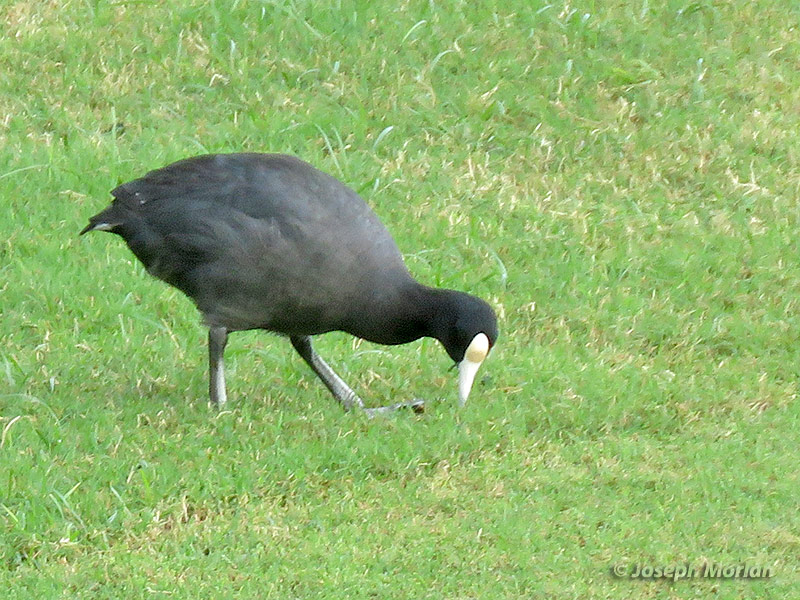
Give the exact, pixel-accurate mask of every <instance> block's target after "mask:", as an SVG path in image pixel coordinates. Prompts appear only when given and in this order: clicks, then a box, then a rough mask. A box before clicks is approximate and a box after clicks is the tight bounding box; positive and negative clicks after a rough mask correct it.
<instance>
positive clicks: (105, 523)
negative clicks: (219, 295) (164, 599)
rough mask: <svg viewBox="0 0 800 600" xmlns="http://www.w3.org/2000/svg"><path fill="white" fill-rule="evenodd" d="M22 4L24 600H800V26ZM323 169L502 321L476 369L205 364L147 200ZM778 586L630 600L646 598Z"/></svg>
mask: <svg viewBox="0 0 800 600" xmlns="http://www.w3.org/2000/svg"><path fill="white" fill-rule="evenodd" d="M171 6H172V8H170V9H165V8H163V7H162V3H159V2H154V1H151V0H144V1H136V2H134V1H130V2H126V1H118V2H107V1H105V0H84V1H79V0H74V1H68V0H63V1H60V2H59V1H53V2H42V1H33V0H22V1H16V2H13V1H12V2H4V3H3V4H2V5H0V17H2V19H0V22H2V23H3V26H4V30H5V33H4V35H3V36H2V37H0V57H2V60H1V62H2V68H1V69H0V148H2V151H0V198H2V200H0V202H2V207H3V211H2V215H3V218H2V219H0V312H1V313H2V319H0V434H1V437H0V589H2V590H3V596H4V598H9V599H14V598H37V599H38V598H79V597H80V598H109V599H110V598H114V599H116V598H132V599H135V598H187V599H188V598H193V599H194V598H565V599H566V598H580V599H583V598H631V597H637V598H664V599H666V598H681V599H683V598H721V599H733V598H748V599H752V598H776V599H784V598H788V597H791V596H793V595H796V594H797V591H798V589H799V588H800V577H798V563H797V557H798V552H799V551H800V514H799V513H798V512H797V510H796V509H797V493H798V490H800V481H798V467H797V465H798V461H799V460H800V451H798V447H800V408H798V401H797V395H798V365H800V343H798V342H800V334H799V333H798V332H800V320H799V319H798V310H799V309H800V302H799V301H798V300H799V299H800V294H799V293H798V292H800V260H799V257H800V252H799V251H800V248H798V235H797V232H798V227H799V226H800V203H798V195H800V164H799V162H800V160H799V159H800V157H799V156H798V145H797V132H798V131H800V112H798V110H797V108H798V106H800V71H798V69H797V57H798V55H800V42H799V41H798V39H799V38H798V34H797V27H798V18H799V17H800V9H798V8H797V6H795V4H794V3H791V2H784V1H778V0H774V1H770V0H757V1H746V0H730V1H726V2H723V1H714V0H700V1H697V2H692V1H690V0H679V1H671V0H668V1H666V2H660V3H659V2H647V0H642V1H637V2H605V3H595V2H579V3H569V2H561V1H557V2H553V3H550V4H545V3H544V2H543V1H539V0H535V1H533V2H518V3H514V2H491V1H487V2H452V3H445V2H432V1H431V2H423V1H414V2H399V3H398V2H354V1H349V0H340V1H339V2H334V3H310V2H303V1H301V0H297V1H286V2H281V1H279V0H275V1H266V0H265V1H262V2H257V1H255V0H253V1H246V0H240V1H233V2H222V1H210V2H184V3H181V4H180V5H179V3H171ZM244 150H246V151H273V152H289V153H293V154H297V155H299V156H301V157H302V158H304V159H306V160H308V161H310V162H311V163H313V164H315V165H316V166H318V167H320V168H322V169H324V170H326V171H328V172H330V173H332V174H333V175H335V176H337V177H339V178H340V179H342V180H343V181H345V182H346V183H348V184H349V185H350V186H352V187H353V188H355V189H356V190H357V191H359V192H360V193H361V194H362V195H363V196H364V197H365V199H366V200H367V201H368V202H369V203H370V204H371V205H372V206H373V207H374V208H375V210H376V212H377V213H378V214H379V215H380V217H381V218H382V219H383V221H384V222H385V223H386V225H387V226H388V227H389V229H390V231H392V232H393V234H394V236H395V238H396V240H397V242H398V244H399V245H400V247H401V249H402V250H403V251H404V252H405V253H406V257H407V262H408V265H409V267H410V269H411V270H412V271H413V272H414V274H415V275H416V276H417V277H418V278H419V279H420V280H421V281H423V282H424V283H427V284H431V285H440V286H447V287H453V288H458V289H463V290H467V291H470V292H472V293H475V294H477V295H480V296H482V297H484V298H486V299H487V300H488V301H490V302H491V304H492V305H493V306H494V307H495V308H496V309H497V311H498V314H499V315H500V317H501V338H500V340H499V343H498V346H497V347H496V348H495V350H494V351H493V353H492V356H491V357H490V359H489V360H488V361H487V363H486V365H485V366H484V368H483V370H482V371H481V373H480V375H479V380H478V382H477V383H476V388H475V389H474V390H473V395H472V397H471V399H470V403H469V404H468V405H467V407H466V408H465V409H464V410H458V409H457V407H456V402H455V395H456V394H455V382H454V377H453V376H452V373H449V372H447V370H446V369H447V367H449V360H448V359H447V357H446V355H445V353H444V352H443V350H442V349H441V348H440V347H439V345H438V343H436V342H434V341H431V340H424V341H421V342H417V343H414V344H410V345H407V346H401V347H393V348H382V347H379V346H374V345H370V344H367V343H357V342H354V341H353V339H352V338H350V337H348V336H346V335H343V334H331V335H328V336H324V337H323V338H321V339H320V340H319V342H318V349H319V350H320V352H321V353H322V354H323V356H325V357H327V358H328V359H329V360H330V362H331V363H332V364H333V365H334V366H335V367H336V368H337V369H338V370H339V371H340V373H341V374H342V376H343V377H344V378H345V379H346V380H348V381H349V382H350V383H351V384H352V385H353V387H354V388H355V389H356V390H357V391H358V392H360V394H361V395H362V397H364V398H365V400H366V401H367V402H368V403H369V404H371V405H378V404H382V403H386V402H390V401H400V400H407V399H410V398H412V397H424V398H428V399H442V400H443V401H442V402H434V403H432V407H431V408H430V410H429V412H428V413H427V414H425V415H424V416H421V417H417V416H414V415H398V416H397V417H396V418H392V419H376V420H371V421H370V420H367V419H365V418H364V417H363V416H359V415H345V414H343V413H342V412H341V411H340V410H339V408H338V407H337V406H336V405H335V403H334V402H333V401H332V399H331V398H330V397H329V396H328V394H327V391H326V390H325V389H324V388H323V387H322V385H321V384H320V383H319V382H318V381H316V379H315V378H314V376H313V375H312V374H311V373H310V371H309V370H308V369H307V367H305V365H304V364H303V363H302V361H301V360H300V359H299V357H297V356H296V355H295V354H293V351H292V349H291V348H290V346H289V344H288V343H287V342H286V340H282V339H280V338H277V337H274V336H270V335H268V334H265V333H247V334H237V335H234V336H232V338H231V342H230V344H229V347H228V352H227V355H226V356H227V358H228V363H229V373H228V386H229V394H230V397H231V399H232V401H231V403H230V406H229V407H228V409H227V410H226V411H224V412H222V413H219V414H217V413H216V412H215V411H214V410H212V409H210V408H209V407H208V406H207V403H206V394H207V391H206V388H207V380H206V377H207V375H206V369H207V365H206V348H205V331H204V329H203V328H202V326H201V324H200V320H199V317H198V315H197V313H196V311H195V309H194V307H193V306H192V304H191V303H190V302H189V301H188V300H186V299H185V298H184V297H182V296H181V295H180V294H179V293H178V292H176V291H174V290H172V289H170V288H168V287H167V286H165V285H164V284H162V283H160V282H158V281H155V280H153V279H151V278H149V277H148V276H147V275H146V274H145V272H144V270H143V268H142V267H141V266H140V265H138V264H137V263H136V262H135V260H134V259H133V257H132V256H131V254H130V253H129V252H128V251H127V249H126V248H125V247H124V244H122V243H121V241H120V240H119V239H117V238H114V237H112V236H109V235H104V234H95V235H91V236H86V237H84V238H78V237H77V232H78V231H79V230H80V229H81V228H82V227H83V226H84V224H85V222H86V219H87V218H88V217H89V216H90V215H92V214H94V213H95V212H97V211H98V210H99V209H100V208H102V207H103V206H105V205H106V204H107V202H108V200H109V196H108V190H110V189H111V188H113V187H114V186H115V185H116V184H118V183H120V182H122V181H126V180H129V179H131V178H134V177H136V176H139V175H141V174H143V173H144V172H145V171H146V170H148V169H152V168H156V167H159V166H162V165H164V164H166V163H168V162H170V161H173V160H176V159H179V158H183V157H186V156H189V155H192V154H197V153H202V152H229V151H244ZM705 561H709V562H717V563H720V564H724V565H728V564H730V565H735V564H740V563H744V562H746V563H749V564H755V565H761V566H768V567H770V568H772V569H773V571H774V576H773V577H772V578H770V579H767V580H760V581H742V580H710V579H695V580H692V581H679V582H675V583H672V582H668V581H663V580H661V581H647V582H645V581H631V580H629V579H625V578H622V579H616V578H614V577H612V576H611V575H610V568H611V566H612V565H614V564H623V565H627V566H632V565H634V564H641V565H653V566H656V565H670V564H677V563H684V562H689V563H692V564H702V563H703V562H705Z"/></svg>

※ ※ ※

Check each line above for the word "clicks", and copy the lines where it appears.

Give the exact, pixel-accurate mask of every <instance> block's target after "mask:", as an SVG path in image pixel coordinates. Prompts appear only when given and in this order: clicks, then a box, then a rough mask. A box before clicks is approximate and a box after clicks is the tight bounding box; positive and negative clicks after a rough mask correct it.
positive clicks: (105, 523)
negative clicks: (219, 295) (164, 599)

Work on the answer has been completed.